TASK BRIEF: Convert the records, starting with the line containing "At your earliest convenience, could you locate the shadow" and going on through the line containing "[225,237,392,281]", into a JSON list of strings with one string per line, skipping any blank lines.

RECORDS SHOWN:
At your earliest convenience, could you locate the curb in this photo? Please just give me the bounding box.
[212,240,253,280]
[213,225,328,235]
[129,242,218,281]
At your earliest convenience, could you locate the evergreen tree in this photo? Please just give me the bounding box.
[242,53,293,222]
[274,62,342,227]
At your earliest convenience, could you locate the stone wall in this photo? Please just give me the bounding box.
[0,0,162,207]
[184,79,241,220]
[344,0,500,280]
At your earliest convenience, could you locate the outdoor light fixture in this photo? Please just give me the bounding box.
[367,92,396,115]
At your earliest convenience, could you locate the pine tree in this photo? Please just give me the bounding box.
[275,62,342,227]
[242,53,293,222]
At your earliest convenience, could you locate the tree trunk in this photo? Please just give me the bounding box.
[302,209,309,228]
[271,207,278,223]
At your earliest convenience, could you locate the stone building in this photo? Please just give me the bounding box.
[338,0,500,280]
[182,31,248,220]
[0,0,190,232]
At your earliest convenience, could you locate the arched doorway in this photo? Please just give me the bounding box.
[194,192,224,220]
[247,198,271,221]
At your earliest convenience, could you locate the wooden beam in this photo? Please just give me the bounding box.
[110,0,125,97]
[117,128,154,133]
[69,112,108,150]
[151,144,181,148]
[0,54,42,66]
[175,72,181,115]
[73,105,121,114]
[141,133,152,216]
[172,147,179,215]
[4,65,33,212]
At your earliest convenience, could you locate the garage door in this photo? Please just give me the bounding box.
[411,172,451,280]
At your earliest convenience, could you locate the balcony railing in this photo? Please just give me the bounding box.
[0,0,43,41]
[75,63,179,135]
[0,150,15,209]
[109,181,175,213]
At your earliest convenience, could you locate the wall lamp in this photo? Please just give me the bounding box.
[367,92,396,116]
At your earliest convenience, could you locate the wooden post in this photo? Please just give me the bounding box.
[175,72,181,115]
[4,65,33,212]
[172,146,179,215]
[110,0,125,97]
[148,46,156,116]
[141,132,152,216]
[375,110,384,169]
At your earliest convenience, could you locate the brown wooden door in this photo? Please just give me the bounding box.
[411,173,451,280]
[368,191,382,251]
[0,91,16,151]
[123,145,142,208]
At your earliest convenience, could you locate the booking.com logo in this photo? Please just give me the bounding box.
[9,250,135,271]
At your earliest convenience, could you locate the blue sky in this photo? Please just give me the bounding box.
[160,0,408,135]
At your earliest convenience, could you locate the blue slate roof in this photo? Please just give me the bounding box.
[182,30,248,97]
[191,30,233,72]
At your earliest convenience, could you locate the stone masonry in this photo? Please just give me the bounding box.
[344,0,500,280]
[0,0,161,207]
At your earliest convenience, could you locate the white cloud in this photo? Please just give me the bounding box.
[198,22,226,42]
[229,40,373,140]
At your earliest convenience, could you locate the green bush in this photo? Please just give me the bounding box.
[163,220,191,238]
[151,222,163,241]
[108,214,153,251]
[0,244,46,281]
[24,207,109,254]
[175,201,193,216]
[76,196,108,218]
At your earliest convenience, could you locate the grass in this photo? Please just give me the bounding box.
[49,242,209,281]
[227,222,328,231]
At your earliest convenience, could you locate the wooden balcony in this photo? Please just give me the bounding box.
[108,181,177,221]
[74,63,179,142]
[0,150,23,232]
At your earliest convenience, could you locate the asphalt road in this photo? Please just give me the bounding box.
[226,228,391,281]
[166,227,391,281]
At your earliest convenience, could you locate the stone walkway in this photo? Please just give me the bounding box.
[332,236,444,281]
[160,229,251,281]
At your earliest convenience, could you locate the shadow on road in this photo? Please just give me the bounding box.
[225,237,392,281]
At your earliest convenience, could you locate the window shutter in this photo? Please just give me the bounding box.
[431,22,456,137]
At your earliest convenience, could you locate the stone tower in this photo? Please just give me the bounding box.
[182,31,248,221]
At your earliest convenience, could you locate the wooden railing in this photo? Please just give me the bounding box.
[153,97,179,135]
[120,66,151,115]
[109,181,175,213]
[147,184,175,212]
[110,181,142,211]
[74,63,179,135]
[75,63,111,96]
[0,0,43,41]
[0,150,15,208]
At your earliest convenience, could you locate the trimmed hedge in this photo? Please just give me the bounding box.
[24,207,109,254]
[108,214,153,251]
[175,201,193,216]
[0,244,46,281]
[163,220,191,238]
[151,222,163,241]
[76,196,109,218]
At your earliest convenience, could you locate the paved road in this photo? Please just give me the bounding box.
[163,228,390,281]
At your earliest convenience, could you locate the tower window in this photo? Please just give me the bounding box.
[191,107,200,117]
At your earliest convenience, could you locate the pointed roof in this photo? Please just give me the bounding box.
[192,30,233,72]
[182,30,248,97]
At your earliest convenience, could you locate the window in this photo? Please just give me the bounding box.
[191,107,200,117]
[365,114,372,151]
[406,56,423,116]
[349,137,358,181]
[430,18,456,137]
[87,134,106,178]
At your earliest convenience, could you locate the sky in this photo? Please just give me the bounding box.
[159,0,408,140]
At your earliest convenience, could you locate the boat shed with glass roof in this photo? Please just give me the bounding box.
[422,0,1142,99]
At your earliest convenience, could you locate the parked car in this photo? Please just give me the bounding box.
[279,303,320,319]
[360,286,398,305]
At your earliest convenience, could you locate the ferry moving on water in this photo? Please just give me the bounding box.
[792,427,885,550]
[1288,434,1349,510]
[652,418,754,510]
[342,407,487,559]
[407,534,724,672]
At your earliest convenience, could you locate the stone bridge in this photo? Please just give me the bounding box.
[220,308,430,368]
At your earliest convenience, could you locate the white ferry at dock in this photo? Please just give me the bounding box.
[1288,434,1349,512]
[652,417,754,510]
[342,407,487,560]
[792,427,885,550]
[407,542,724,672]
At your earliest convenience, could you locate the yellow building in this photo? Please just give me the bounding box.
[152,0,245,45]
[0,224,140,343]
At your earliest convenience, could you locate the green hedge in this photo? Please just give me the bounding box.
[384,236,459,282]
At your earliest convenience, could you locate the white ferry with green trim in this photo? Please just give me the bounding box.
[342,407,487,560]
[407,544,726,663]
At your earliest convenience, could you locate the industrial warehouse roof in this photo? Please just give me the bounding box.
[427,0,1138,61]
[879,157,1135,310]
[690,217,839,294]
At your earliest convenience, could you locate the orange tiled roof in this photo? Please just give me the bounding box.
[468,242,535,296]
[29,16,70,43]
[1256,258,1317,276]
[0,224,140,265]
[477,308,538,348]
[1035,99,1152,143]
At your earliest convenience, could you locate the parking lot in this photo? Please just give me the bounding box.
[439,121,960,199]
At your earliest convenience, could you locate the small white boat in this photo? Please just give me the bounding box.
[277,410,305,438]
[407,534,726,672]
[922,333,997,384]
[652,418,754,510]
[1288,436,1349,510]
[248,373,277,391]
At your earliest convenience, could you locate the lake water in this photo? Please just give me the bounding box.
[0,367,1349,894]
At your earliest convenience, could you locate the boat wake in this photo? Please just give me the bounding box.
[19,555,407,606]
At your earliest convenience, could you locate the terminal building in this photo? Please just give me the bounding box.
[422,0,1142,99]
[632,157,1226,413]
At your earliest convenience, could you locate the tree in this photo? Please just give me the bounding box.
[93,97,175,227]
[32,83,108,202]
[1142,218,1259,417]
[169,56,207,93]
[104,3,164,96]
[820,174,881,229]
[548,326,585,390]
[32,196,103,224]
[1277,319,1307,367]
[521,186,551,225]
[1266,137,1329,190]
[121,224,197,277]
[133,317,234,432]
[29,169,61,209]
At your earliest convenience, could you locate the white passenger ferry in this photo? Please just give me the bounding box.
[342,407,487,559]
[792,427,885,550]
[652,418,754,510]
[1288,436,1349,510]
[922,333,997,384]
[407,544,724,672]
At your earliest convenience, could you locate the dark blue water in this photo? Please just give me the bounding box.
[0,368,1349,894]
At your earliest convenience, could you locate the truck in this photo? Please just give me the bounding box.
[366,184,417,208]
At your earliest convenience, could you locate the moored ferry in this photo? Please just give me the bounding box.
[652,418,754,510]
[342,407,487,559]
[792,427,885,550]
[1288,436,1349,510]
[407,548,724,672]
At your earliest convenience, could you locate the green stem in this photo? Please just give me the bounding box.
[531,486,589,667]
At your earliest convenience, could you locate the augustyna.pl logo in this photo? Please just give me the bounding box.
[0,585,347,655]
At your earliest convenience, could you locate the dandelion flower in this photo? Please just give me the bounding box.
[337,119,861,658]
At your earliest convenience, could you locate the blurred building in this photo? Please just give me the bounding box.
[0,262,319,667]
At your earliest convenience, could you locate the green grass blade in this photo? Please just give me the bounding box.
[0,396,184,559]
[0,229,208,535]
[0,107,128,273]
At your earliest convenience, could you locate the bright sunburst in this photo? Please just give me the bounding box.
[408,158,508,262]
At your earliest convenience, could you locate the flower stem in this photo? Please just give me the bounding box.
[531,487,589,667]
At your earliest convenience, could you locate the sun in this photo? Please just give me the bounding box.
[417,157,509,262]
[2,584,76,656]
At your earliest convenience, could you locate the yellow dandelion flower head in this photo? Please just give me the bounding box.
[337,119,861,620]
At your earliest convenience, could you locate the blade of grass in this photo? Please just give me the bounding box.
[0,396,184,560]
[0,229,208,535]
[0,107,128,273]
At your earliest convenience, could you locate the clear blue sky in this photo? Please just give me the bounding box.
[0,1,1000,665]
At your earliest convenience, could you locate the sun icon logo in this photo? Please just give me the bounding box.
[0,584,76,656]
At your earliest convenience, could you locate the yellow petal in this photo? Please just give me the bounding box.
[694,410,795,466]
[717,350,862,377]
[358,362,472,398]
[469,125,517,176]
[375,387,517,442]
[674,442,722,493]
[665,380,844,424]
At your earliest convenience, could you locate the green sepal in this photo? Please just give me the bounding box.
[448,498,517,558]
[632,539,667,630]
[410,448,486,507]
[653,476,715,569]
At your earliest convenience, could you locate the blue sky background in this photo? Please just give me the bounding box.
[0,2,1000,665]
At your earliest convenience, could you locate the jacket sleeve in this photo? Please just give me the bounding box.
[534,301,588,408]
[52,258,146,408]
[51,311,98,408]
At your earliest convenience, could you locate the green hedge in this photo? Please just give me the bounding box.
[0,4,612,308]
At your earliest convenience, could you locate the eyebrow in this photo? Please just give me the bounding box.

TASK RESPONSE:
[
  "At your earliest convenience, could you locate the shadow on road in this photo? Please just give me the bounding box.",
  "[225,237,392,281]"
]